* _Page excerpt_
----

We've been buzzed by Spitfire fighters, Lancaster bombers and beautiful Hummingbird Hawk Moths.
I have fallen off my bike and damaged it but apart from bruises, a sprained wrist, dented helmet and embarrassment, am fine.
Our darling swallows have hatched off four young which are now flying slightly inexpertly about in a northeasterly wind. They are also turning the narrow passage between our yard and garden into a tunnel of ordure - but we're honoured, rather than offended. It can be hosed down when the birds have flown to Cape Town.
We have eaten the season's first home grown tomatoes and delicious they are! I've also scrumped wild cherries from a garden in the village because the owner says they're sour and nasty. They're deliciously bitter-sweet, tasting of maraschino, but tiny.
As so often happens, the pictures on this post bear no relation whatever to the text. The joy of not having a strict editor is a mixed one but I hope you get double value from this illogical way of doing things.

----

* _Your task_
Please reproduce the summer blog post word for word, from "Our darling swallows" up to and including "to Cape Town.". The material after this has no connection to the summer blog post.

* _Entries shown_

----

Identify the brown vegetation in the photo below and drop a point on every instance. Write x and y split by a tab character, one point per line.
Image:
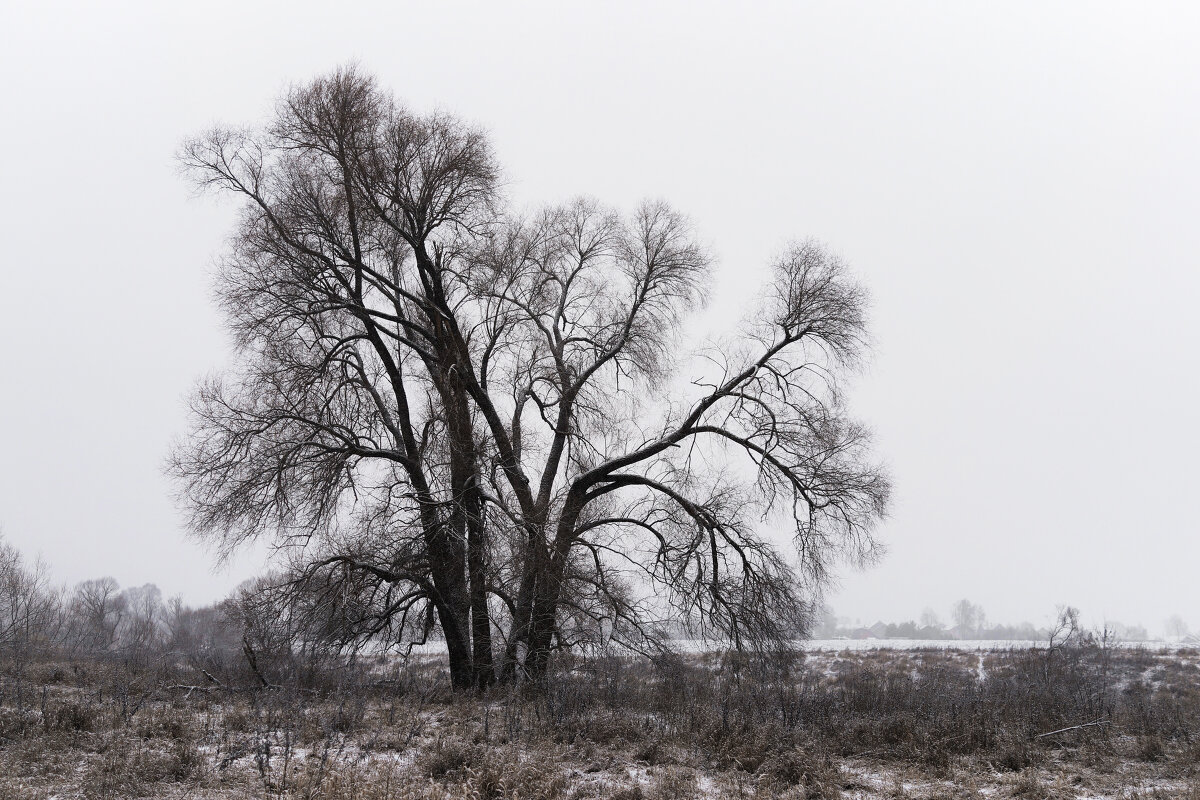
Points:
886	723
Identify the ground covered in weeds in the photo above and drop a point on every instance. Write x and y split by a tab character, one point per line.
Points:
885	723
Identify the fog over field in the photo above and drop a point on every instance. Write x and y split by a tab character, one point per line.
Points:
1014	184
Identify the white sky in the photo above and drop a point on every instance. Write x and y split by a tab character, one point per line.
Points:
1018	184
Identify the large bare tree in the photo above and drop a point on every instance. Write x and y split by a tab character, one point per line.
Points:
453	415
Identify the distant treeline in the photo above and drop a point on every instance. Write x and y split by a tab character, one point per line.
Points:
967	621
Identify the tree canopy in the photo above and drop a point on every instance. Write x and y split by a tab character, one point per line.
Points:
454	415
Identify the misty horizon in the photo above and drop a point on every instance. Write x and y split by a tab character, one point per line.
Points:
1026	234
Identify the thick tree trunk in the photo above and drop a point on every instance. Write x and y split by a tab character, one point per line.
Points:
454	627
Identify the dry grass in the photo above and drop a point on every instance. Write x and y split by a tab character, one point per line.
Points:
919	726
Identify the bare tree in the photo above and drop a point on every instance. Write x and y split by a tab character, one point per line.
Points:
448	411
969	618
30	614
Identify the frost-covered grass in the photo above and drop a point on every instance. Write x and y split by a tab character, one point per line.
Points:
919	723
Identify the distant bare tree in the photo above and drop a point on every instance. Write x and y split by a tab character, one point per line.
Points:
969	618
30	614
453	413
929	619
96	611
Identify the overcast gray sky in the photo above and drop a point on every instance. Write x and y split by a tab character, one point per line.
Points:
1018	184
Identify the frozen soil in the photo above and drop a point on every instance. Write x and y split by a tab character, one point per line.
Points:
922	725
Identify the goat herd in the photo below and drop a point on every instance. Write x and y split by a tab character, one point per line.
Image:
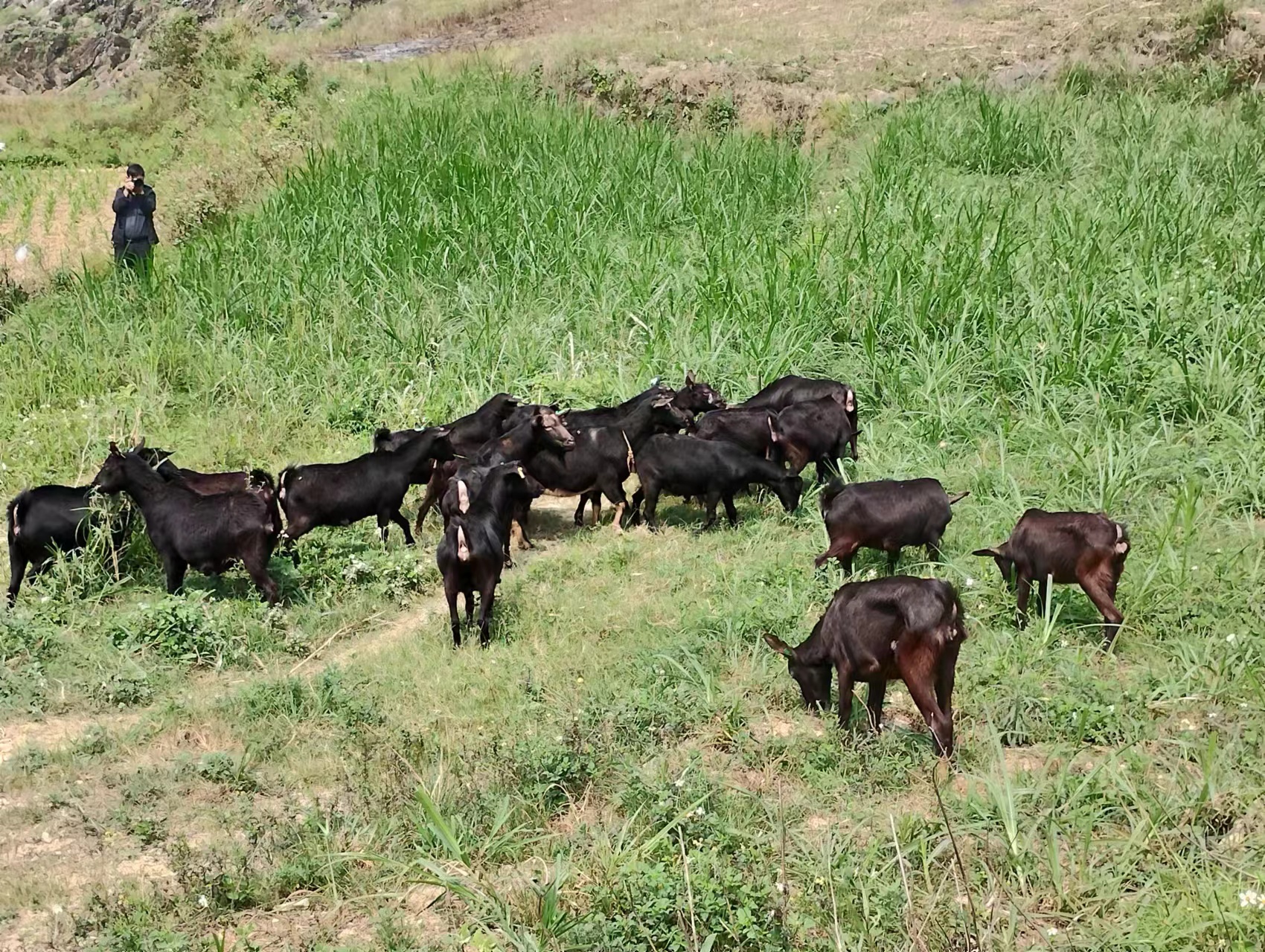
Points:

----

* _Task answer_
Our darling swallows have hatched off four young which are now flying slightly inexpertly about in a northeasterly wind. They are also turning the narrow passage between our yard and garden into a tunnel of ordure - but we're honoured, rather than offended. It can be hosed down when the birds have flown to Cape Town.